Exercise
Without changing a word, repeat the data, and include no pictures.

[Referring expression pointing data]
-*-*-

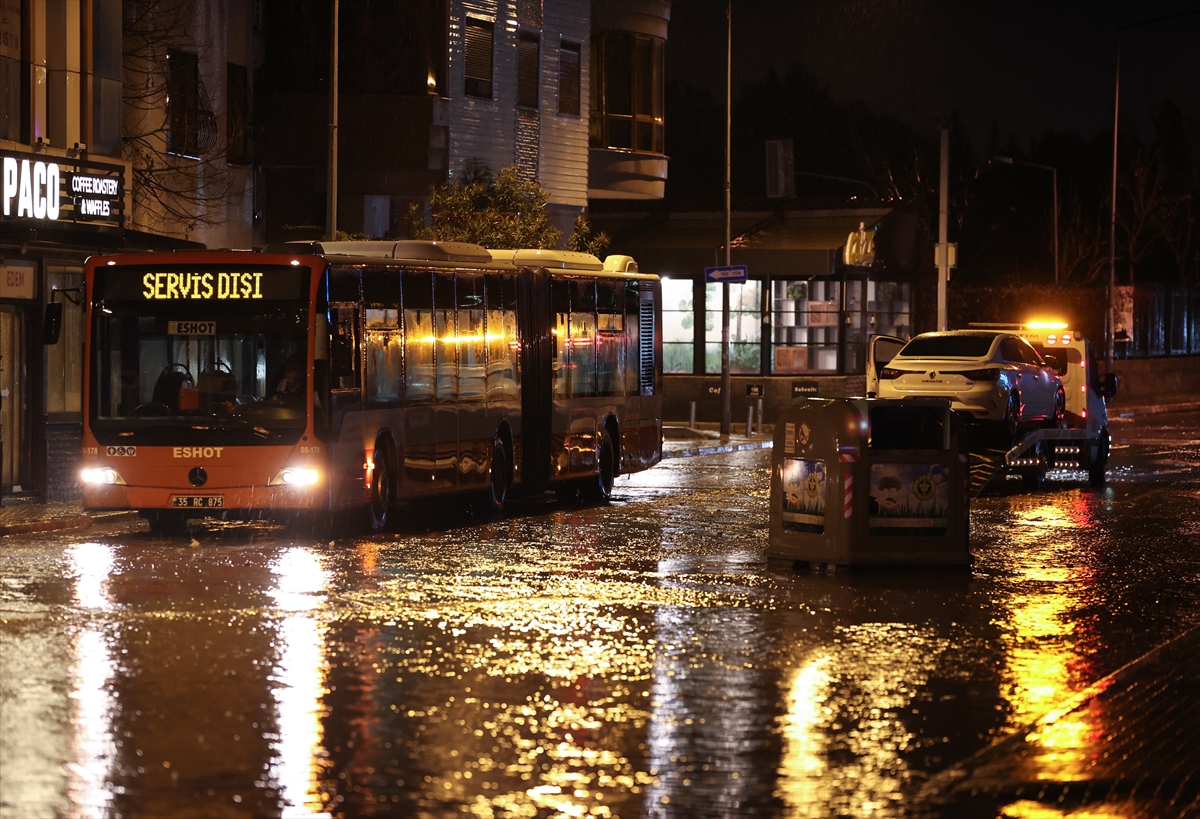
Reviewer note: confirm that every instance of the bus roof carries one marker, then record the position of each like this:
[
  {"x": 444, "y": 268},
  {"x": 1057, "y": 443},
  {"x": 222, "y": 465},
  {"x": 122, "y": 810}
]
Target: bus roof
[{"x": 417, "y": 250}]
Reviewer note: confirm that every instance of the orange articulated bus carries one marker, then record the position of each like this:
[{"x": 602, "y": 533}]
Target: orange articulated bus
[{"x": 364, "y": 375}]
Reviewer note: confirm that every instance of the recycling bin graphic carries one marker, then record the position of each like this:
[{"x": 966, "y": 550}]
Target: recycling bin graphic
[{"x": 865, "y": 482}]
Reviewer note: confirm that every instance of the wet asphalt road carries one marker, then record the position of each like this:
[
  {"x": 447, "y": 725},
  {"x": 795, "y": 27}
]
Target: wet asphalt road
[{"x": 633, "y": 661}]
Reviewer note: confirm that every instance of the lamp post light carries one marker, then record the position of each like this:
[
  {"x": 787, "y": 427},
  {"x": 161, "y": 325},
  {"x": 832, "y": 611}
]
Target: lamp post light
[{"x": 1054, "y": 177}]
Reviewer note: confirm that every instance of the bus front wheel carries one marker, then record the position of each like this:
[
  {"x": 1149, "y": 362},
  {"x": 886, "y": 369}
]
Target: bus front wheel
[
  {"x": 383, "y": 492},
  {"x": 599, "y": 488},
  {"x": 166, "y": 522}
]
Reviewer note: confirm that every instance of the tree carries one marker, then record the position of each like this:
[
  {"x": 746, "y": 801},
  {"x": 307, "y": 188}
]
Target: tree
[
  {"x": 1139, "y": 208},
  {"x": 501, "y": 210},
  {"x": 179, "y": 171},
  {"x": 586, "y": 240}
]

-*-*-

Response area
Reviewer note: confirm that every instance of the bus roof carries one marker, then record the position of each like this:
[
  {"x": 444, "y": 268},
  {"x": 1057, "y": 443},
  {"x": 222, "y": 465},
  {"x": 122, "y": 810}
]
Target: bus roof
[{"x": 417, "y": 250}]
Reviewer note: confirm that every instance of the orange articulated bus carries one marker, then record the position of each like this:
[{"x": 602, "y": 533}]
Target: orange articulated bus
[{"x": 364, "y": 375}]
Reviewer note: confirm that every instance of the recycling bin graphic carries one marker, then record the position of each like this:
[{"x": 966, "y": 550}]
Target: recycling bin graphic
[{"x": 865, "y": 482}]
Reviewer note: confirm that every instance of the wet asphalt road carries one marker, then record the position of each like this:
[
  {"x": 447, "y": 725},
  {"x": 795, "y": 27}
]
Target: wet asphalt road
[{"x": 633, "y": 661}]
Reviewer note: confirm that every instance of the lamp post light carries one marker, then record the position of each like this:
[
  {"x": 787, "y": 427},
  {"x": 161, "y": 325},
  {"x": 832, "y": 611}
]
Target: lamp post light
[{"x": 1054, "y": 177}]
Reviewer note: confirm that every instance of the bus front wheel carries one marker, then record the position of each like this:
[
  {"x": 1149, "y": 362},
  {"x": 886, "y": 369}
]
Target: bus front wheel
[
  {"x": 383, "y": 492},
  {"x": 599, "y": 488},
  {"x": 166, "y": 522}
]
Reviewer note: confirm that every instance of the tree carries one marker, then record the position of each like this:
[
  {"x": 746, "y": 801},
  {"x": 307, "y": 188}
]
Target: tree
[
  {"x": 1139, "y": 208},
  {"x": 501, "y": 210},
  {"x": 179, "y": 171},
  {"x": 586, "y": 240}
]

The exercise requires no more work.